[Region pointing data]
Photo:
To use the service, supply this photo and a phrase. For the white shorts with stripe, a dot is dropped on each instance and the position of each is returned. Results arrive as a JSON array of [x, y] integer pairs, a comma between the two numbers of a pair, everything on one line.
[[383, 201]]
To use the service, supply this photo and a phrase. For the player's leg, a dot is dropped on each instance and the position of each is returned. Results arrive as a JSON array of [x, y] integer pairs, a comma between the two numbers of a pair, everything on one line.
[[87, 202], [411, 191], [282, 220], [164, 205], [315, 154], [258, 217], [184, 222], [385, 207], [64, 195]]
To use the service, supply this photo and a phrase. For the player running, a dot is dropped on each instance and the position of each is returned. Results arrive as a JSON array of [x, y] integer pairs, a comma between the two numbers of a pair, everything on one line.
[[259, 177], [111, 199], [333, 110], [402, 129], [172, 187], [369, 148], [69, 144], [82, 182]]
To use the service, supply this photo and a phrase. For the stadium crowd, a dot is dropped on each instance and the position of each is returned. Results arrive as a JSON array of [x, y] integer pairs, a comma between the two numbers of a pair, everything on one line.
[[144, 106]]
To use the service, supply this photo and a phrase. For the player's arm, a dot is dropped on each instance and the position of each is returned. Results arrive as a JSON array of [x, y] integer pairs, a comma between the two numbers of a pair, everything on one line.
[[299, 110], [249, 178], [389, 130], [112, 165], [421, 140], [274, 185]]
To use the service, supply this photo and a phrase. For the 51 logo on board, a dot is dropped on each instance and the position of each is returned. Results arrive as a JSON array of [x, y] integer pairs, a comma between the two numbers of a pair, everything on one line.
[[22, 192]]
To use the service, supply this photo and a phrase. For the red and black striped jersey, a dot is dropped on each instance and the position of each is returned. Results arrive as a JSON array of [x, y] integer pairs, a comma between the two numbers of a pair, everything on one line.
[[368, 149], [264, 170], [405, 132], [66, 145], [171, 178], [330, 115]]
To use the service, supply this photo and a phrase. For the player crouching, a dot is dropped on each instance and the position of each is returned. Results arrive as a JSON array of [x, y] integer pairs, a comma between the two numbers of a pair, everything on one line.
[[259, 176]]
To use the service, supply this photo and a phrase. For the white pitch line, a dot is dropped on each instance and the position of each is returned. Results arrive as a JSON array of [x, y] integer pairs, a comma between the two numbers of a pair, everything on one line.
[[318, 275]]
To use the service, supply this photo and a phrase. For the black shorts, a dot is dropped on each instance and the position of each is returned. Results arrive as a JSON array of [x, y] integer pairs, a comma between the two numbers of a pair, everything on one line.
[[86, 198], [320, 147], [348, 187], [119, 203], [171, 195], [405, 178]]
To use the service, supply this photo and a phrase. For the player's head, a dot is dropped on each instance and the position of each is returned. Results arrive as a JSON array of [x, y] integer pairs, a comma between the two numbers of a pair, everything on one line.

:: Description of the task ::
Output all the lines above, matching them word for word.

:: Reply to the task ::
Photo:
To use the service, supply this photo and a phrase. For the white shorts with stripe, a dot is dropped on each instance and the position of each is returned. Results arrive as a JSON array of [x, y] integer pairs, a comma between the two numbers of a pair, everything on one line.
[[383, 201]]
To use the service, supply this photo and a phrase. For the player's leg, a dot is dropped on each instance and the position of each is returned. Results arrive as a JSON array of [x, y] integer pairs, a comma between the two numbers of a pair, everything on one line.
[[87, 202], [411, 191], [282, 220], [164, 205], [315, 154], [258, 217], [184, 222], [385, 207], [64, 195]]
To use the service, supply this photo and a phrase. For the player running, a dot is dropped on each instance and the position of each is returned. Results arrive as a JSON array of [x, y] integer pairs, a comma between the two numbers of a pair, everything on one line.
[[259, 177], [111, 199], [333, 110], [402, 129], [172, 187], [369, 148], [69, 144], [82, 182]]
To use the service, supply this photo and a phrase. For the stadium crowd, a dot is dropped on each instance and the position of each is returned. Results arrive as a JSON array of [x, y] integer pairs, a comma between the two numbers of a pair, everything on one line.
[[144, 106]]
To use the service, supply this photo and a phrase. For the player's arm, a dot is dropped on each instance and the position of each is returned. Results arrive as a JSON array of [x, y] integer pairs, a comma between the two numbers of a pair, everything on one line.
[[299, 110], [249, 178], [389, 130], [112, 165], [421, 140], [274, 185]]
To use the service, supply this photo and a phrase. For the 51 logo on board, a dot is dropped on each instance and the position of each is returned. Results arrive as a JSON array of [x, y] integer pairs, a comma between the two numbers of a pair, everything on one line.
[[22, 192]]
To use the service, supply this photo and a phrase. For the red and black striped jersey, a dot is dropped on each instance and the position of each is returned. Results arrive as a JSON array of [x, y] integer pairs, a comma between the two numbers of a pair, everything on one line.
[[368, 149], [264, 170], [405, 132], [66, 145], [171, 178], [330, 115]]
To use the service, supply this photo and a phrase. For the player crouching, a dot is dropped on each instance and the position of each is returned. Results arrive as a JSON array of [x, y] integer pairs, a comma between the two numbers of a pair, everything on one line.
[[259, 176]]
To use the service, supply this photo and a phrase. For the white pitch line, a dot is dropped on each instance and the position of each is returned. Results arrive as a JSON array of [x, y] integer pairs, a comma between the two numbers of a pair, everything on one line.
[[318, 275]]
To use the service, supply this photo and a phrase. For the black shorts, a dot is dropped on each instance and the position of each is returned. Results arrive as a JSON array of [x, y] integer pairs, a comma between the two numbers of a pair, everything on one line.
[[86, 198], [320, 147], [348, 187], [119, 203], [171, 195], [405, 178]]
To use the service, supply this photo and a phrase. For the player's head, a dot is dropped on each instance and the position of each is returned. Results arrive as a JSON array of [x, y] integer pairs, a comma between the two numbers of a pair, everything on one line.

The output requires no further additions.